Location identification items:
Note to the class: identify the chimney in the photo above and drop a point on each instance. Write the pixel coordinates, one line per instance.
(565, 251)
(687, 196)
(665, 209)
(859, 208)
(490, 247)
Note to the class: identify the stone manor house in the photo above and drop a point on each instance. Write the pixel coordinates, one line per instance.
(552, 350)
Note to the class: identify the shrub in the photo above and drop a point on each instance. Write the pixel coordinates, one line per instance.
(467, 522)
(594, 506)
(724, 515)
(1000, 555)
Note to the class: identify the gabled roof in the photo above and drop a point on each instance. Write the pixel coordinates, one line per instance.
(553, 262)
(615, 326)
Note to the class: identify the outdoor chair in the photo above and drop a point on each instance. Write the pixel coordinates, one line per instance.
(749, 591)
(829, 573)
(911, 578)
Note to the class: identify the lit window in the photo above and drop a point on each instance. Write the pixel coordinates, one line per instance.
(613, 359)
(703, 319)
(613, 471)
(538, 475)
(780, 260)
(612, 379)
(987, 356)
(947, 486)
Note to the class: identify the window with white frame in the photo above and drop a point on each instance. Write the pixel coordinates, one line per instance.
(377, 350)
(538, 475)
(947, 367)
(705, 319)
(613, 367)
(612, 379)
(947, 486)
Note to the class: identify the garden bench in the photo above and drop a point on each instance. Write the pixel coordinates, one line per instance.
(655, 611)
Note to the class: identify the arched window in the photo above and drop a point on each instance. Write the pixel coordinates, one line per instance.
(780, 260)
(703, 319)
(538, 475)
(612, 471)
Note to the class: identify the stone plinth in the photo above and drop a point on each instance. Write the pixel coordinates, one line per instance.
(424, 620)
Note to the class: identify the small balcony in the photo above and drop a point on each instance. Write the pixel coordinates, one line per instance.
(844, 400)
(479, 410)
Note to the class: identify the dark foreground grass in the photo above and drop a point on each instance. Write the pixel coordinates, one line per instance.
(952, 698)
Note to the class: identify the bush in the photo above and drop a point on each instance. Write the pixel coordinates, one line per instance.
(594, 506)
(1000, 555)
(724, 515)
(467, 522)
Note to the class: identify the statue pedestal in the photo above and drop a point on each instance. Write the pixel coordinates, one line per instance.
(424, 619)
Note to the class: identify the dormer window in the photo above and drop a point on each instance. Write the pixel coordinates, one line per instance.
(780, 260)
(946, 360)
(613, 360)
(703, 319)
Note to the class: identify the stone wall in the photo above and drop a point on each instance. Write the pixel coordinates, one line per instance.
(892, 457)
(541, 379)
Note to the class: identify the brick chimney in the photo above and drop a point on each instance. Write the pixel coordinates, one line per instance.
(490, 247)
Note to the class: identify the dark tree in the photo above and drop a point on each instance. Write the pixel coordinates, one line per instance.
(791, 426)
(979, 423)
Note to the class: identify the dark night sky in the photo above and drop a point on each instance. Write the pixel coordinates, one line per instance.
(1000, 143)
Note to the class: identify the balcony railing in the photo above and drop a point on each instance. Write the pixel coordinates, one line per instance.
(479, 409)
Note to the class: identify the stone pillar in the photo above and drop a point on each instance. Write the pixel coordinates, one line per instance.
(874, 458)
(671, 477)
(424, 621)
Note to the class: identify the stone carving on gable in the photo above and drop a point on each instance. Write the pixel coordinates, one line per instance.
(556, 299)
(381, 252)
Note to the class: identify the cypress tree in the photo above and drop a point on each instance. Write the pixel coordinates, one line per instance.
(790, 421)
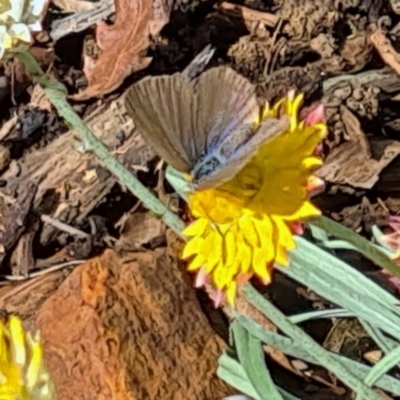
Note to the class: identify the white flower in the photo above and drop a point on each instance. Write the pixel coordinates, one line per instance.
(18, 18)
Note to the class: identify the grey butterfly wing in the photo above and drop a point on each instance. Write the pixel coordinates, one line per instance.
(226, 102)
(162, 108)
(223, 167)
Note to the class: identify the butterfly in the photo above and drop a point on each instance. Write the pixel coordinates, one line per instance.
(204, 126)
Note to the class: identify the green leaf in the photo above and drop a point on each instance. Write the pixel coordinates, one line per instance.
(251, 357)
(363, 245)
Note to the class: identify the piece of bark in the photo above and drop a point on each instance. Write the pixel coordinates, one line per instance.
(61, 171)
(13, 213)
(130, 328)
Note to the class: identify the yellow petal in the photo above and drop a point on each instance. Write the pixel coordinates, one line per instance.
(192, 247)
(311, 163)
(197, 263)
(231, 293)
(196, 228)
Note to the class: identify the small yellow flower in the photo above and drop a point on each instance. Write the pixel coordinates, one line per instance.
(246, 225)
(18, 18)
(22, 372)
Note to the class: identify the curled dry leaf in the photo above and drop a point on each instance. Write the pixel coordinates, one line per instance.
(122, 43)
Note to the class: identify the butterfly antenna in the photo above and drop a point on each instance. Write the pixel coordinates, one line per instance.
(199, 63)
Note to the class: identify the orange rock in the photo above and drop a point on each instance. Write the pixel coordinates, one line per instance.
(130, 328)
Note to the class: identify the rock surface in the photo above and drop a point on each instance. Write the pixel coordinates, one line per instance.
(130, 328)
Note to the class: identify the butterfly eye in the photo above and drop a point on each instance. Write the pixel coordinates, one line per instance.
(250, 181)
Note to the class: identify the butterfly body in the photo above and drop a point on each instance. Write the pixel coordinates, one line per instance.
(205, 127)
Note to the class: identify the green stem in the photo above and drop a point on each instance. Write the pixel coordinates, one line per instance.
(313, 348)
(56, 93)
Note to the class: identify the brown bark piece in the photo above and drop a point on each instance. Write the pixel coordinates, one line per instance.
(122, 43)
(352, 163)
(61, 171)
(13, 213)
(130, 328)
(386, 50)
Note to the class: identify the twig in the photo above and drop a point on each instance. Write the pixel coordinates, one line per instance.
(386, 50)
(56, 93)
(249, 14)
(63, 226)
(17, 278)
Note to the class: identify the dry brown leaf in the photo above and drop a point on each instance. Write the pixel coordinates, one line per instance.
(352, 163)
(122, 43)
(75, 6)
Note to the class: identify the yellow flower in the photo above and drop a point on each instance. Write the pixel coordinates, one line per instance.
(244, 226)
(22, 372)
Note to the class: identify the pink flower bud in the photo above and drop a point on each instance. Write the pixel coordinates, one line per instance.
(316, 115)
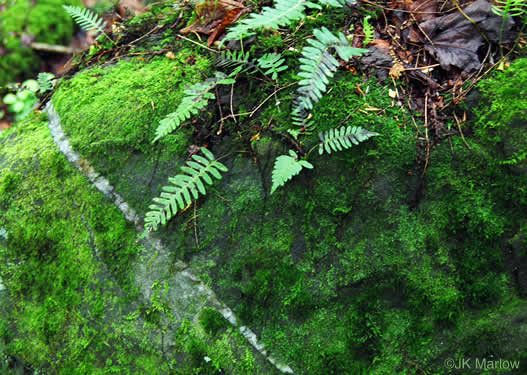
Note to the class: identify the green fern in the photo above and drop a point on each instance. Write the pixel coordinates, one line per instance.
(369, 33)
(283, 13)
(235, 59)
(184, 188)
(510, 8)
(196, 98)
(286, 167)
(343, 138)
(45, 81)
(317, 66)
(86, 19)
(273, 63)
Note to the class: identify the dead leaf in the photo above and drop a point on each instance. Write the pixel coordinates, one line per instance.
(423, 10)
(211, 14)
(231, 17)
(4, 125)
(454, 41)
(396, 70)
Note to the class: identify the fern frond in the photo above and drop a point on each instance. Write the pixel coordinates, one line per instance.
(283, 13)
(45, 81)
(234, 59)
(85, 18)
(185, 187)
(286, 167)
(273, 63)
(318, 65)
(343, 138)
(369, 33)
(196, 98)
(509, 8)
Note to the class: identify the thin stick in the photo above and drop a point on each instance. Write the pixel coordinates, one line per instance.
(426, 135)
(198, 44)
(53, 48)
(460, 132)
(195, 225)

WHAT IS NEEDED: Transcribe the complete set of entries verbatim. No pictures belong in the copy.

RESULT OF THIS EXERCISE:
Note to the class: identify the chimney in the photo above and drop a point on each instance. Write the pixel coordinates, one line per instance.
(565, 251)
(687, 196)
(665, 209)
(859, 208)
(490, 247)
Note to the class: identify the stone manor house in the photo above and drop a point on each instance. Write the pixel coordinates, one line per instance.
(552, 350)
Note to the class: identify the shrub in the photo above and drop a point on each instance. Write the pixel coordinates, one line per instance.
(467, 522)
(594, 506)
(724, 515)
(1000, 555)
Note to the class: identify the gabled roof in the photo above and drop a point on each instance. Write the pixel coordinates, one line per instance.
(553, 262)
(615, 326)
Note to the class: identify the outdoor chair in the photo above and drop a point on each instance. Write the pixel coordinates, one line per instance.
(749, 591)
(829, 573)
(911, 578)
Note to the class: identify the lit window in the photo above and drop a point on each instance. Write the pixel coordinates, one line per instance.
(613, 359)
(703, 319)
(613, 471)
(538, 475)
(780, 260)
(612, 379)
(987, 356)
(947, 486)
Note to the class: identify the window with white frame in the photo above and drop a point on each instance. Write the pixel coordinates, one line per instance.
(377, 350)
(538, 475)
(947, 367)
(705, 319)
(613, 367)
(612, 379)
(947, 486)
Note to the class: identify the garden bench in the photo above and drop a point on each instance. Write the pixel coordinates, one line per instance.
(655, 611)
Note to the class: identify the arched window in the photo above and drop a point on each instance. Write the pixel coordinates, one line per instance.
(780, 260)
(703, 319)
(538, 475)
(612, 471)
Note to the class: identify the stone plinth in the photo above and drop a point on each instance. Write the pixel coordinates, one line per instance.
(424, 620)
Note to the class: identify the small balcony in the photo above and drop a point on each instance. Write the pixel coordinates, one line per instance.
(844, 400)
(479, 410)
Note to the class: identify the dark foreground grass in the photo above and drop a point on each instance. Write the pixel coordinates, one line per instance.
(952, 698)
Note to the class: identify the bush in the photo above and drop a point on each instance. Write the pixel coordinates, one line per instance.
(594, 506)
(1000, 555)
(724, 515)
(467, 522)
Note to the class: identify the statue pedestal in the photo above and drop a point on each instance. Write the pixel coordinates, one line per instance.
(424, 619)
Note to the class: identify the dormer window in the photo above and drop a point on each instance. Write the pixel coordinates, one line per instance.
(780, 260)
(946, 360)
(613, 360)
(703, 319)
Note to the class: identify the stone wall in the photo above and drop a point on each instance. Write the pixel coordinates, one line per instance.
(892, 457)
(541, 379)
Note to the class: identify the brick chimney in the photo above and drop a point on each instance. Write the pixel coordinates, one line per instance.
(490, 247)
Note to the class: identify the dark tree in the photo above and drop a point on each instance. Write the pixel coordinates, one line per instance.
(791, 426)
(979, 423)
Note to the class: identify the dark night sky in the photo above and drop a point on each instance. Write the pixel coordinates, one line per instance.
(1000, 143)
Note to the class: identify the balcony railing in the photo above and drop a point on each instance. Write the pixel coordinates, one line per instance.
(479, 409)
Note to the class: identify the stone pillar in the photo above and drop a point on each instance. Write the pixel coordinates, one line per instance.
(874, 458)
(671, 477)
(424, 621)
Note to the class: identify the stone carving on gable in the photo above and drop a point on each instance. Write the pixel coordinates, one line per instance.
(556, 299)
(381, 252)
Note to the class: identify the cypress tree in the photo above and drop a point on each instance. Write the pixel coordinates, one line per instance.
(790, 421)
Note to the class: identify the white flower in the photo above and drop a point on each instance. Write the pixel coordinates, one line per instance.
(18, 18)
Note to the class: identify the grey butterfly wing in the photo above and drop a point on each instance. Write the pixel coordinates, one line per instance.
(226, 102)
(162, 108)
(223, 167)
Note to the class: identify the butterfly in the photo above and drop a point on each instance. Write the pixel coordinates, one line per instance.
(204, 126)
Note to the class: identify the green leaf in the photo above and drop a point on each instance. Write the pixel coordinates, one line per instance.
(251, 357)
(363, 245)
Note to the class: identify the piece of bark in the photo above and drop a point on each instance. Write the pixel coordinates, one line per instance.
(61, 171)
(13, 213)
(130, 328)
Note to the class: identify the yellow petal in the photo above and drop a point on each instance. Write the pixel coordinates, one line per instance.
(192, 247)
(311, 163)
(197, 263)
(231, 293)
(196, 228)
Note to the class: identify the small yellow flower in the photo above and drop a point on each instance. Write the pixel coordinates, one line per instance.
(246, 225)
(18, 18)
(22, 372)
Note to the class: identify the curled dry leaf in the photo above and drop a point on each instance. Write the pixel coordinates, one line per instance.
(122, 43)
Note to the class: identify the butterfly antenna in the photo above and drop a point on each instance. Write the pixel coordinates, one line per instance.
(199, 63)
Note to the class: identify the orange rock in the photo above and drop a point on each instance. Write the pixel coordinates, one line per instance.
(130, 328)
Note to the class: identify the rock surface in the photo above and drop a point on each instance. Write the pixel coordinates, one line per instance.
(130, 328)
Note to the class: identify the butterfly eye in the photo above and drop a point on each instance. Write the pixel coordinates, one line per instance.
(250, 181)
Note to the class: identify the butterfly body in the photo above and drop a point on each instance. Write the pixel coordinates, one line per instance.
(205, 127)
Note to the class: identify the green stem in the photo above and drop a point on each instance. Write the pixel coordinates, one line per instance.
(313, 348)
(56, 93)
Note to the class: identify the brown bark piece in the photo above and drop a point on each instance. Write the pixel coordinates, one line per instance.
(122, 43)
(352, 163)
(61, 171)
(13, 213)
(130, 328)
(386, 50)
Note to the class: identify the twig in the photo above and drop a point on each instance. Write the pixel coordinates, one line per instance.
(386, 50)
(56, 93)
(249, 14)
(63, 226)
(17, 278)
Note to the class: identify the dry brown leaf in the photo above and drop a point on each instance. Write the pixel coordinates, one line per instance.
(352, 163)
(122, 43)
(75, 6)
Note to the class: identify the yellow flower in the photo above and drop a point on each instance. Write the pixel coordinates, one line per instance.
(244, 226)
(22, 372)
Note to the class: identify the pink flower bud in the photo above and drop a point on each instance. Write the pixel coordinates, one line per instance.
(316, 115)
Note to the class: identify the green fern in the photo above and drop a point on each instance. Write the pixel coordinates, one line per instance.
(369, 33)
(283, 13)
(235, 59)
(184, 188)
(510, 8)
(196, 98)
(286, 167)
(343, 138)
(45, 81)
(317, 66)
(86, 19)
(273, 63)
Note to the class: identify the dead leaf in the photo above and drop a point on each instance. Write the pixel coordinates, one line per instance.
(423, 10)
(211, 14)
(231, 17)
(4, 125)
(454, 41)
(396, 70)
Note to the class: identify the fern frond in the photo above and drop a point on each instance. Write the pixel coordinates, one line per instance.
(283, 13)
(45, 81)
(234, 59)
(85, 18)
(185, 187)
(286, 167)
(273, 63)
(318, 65)
(343, 138)
(369, 33)
(196, 98)
(509, 8)
Note to the class: identify the thin stick in the photo above and drop a point on each instance. Write the pixel coordinates, one line per instance.
(426, 135)
(198, 44)
(53, 48)
(460, 132)
(195, 225)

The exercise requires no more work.